**Work request**
Beginning with the first entry, restate the data word for word and leave out the images.

**Task data**
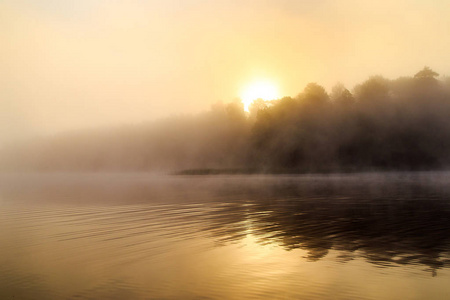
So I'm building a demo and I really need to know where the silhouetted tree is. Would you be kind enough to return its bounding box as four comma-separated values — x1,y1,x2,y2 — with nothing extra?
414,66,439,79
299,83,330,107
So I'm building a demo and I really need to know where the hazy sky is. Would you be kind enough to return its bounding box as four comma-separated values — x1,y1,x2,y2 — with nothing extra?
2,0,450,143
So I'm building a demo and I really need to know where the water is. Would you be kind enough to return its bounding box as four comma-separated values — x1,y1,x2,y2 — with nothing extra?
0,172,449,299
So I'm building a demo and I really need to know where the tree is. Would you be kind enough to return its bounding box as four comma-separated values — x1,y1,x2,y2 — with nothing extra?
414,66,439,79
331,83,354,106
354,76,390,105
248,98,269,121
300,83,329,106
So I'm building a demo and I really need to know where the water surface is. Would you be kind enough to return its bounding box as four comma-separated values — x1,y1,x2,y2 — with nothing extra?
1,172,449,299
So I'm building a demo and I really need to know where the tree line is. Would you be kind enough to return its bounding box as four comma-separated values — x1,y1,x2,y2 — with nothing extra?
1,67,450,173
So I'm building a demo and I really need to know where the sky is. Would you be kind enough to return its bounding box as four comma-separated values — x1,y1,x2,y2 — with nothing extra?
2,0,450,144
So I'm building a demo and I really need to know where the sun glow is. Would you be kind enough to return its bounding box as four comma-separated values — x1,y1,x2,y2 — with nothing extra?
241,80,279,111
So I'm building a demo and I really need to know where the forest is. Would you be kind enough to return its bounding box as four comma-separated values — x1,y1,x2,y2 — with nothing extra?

**Answer section**
So I'm building a demo and I really need to know where the silhouetted tree is. Would you be kind enough to return its bounding box as four comma-separated values — x1,y1,x2,y2 — with nothing extra?
414,66,439,79
299,83,330,107
So I'm building a demo and I really need to know where the hazy sky is. Would you be kind enough to return its bounding box as four comma-separated values — x1,y1,x2,y2 — with nothing extra?
2,0,450,143
So I'm building a demo and I really need to know where the water is. Would you be kind enough to return its bounding box as four comma-separated values — x1,y1,x2,y2 — with nothing extra?
0,172,449,299
So I'm building a demo and I really need to know where the tree is. Would you be kind enough to return its bounding box as four comma-separated values — x1,y1,x2,y2 — with nothing extra?
414,66,439,79
331,83,354,106
354,76,390,105
248,98,269,121
300,83,329,106
So I'm building a demo and I really need to know where the water surface is. Would you be kind enough to return its bounding box as four comma-separated values — x1,y1,x2,y2 — with nothing extra?
1,172,449,299
So I'm building a demo and I really need to know where the tree line is. Would you be kind enough to return its bounding box as four comma-separated values — x1,y1,x2,y2 — with nothing extra?
1,67,450,173
So I'm building a demo and I really need to know where the sky is. Would you be kind enough to return its bounding box as four comma-separated values — x1,y1,x2,y2 — with nothing extra?
2,0,450,144
So I'm building a demo and I really need to know where the sun glow is. Would you be kind enough to return its bounding box as four comma-separated values — x1,y1,x2,y2 — with nothing extra?
241,80,279,111
So I'm building a demo and I really need to know where the forest is. Would you be kind enough to return its bounding box as four comma-separated values — x1,y1,x2,y2 — with nothing extra?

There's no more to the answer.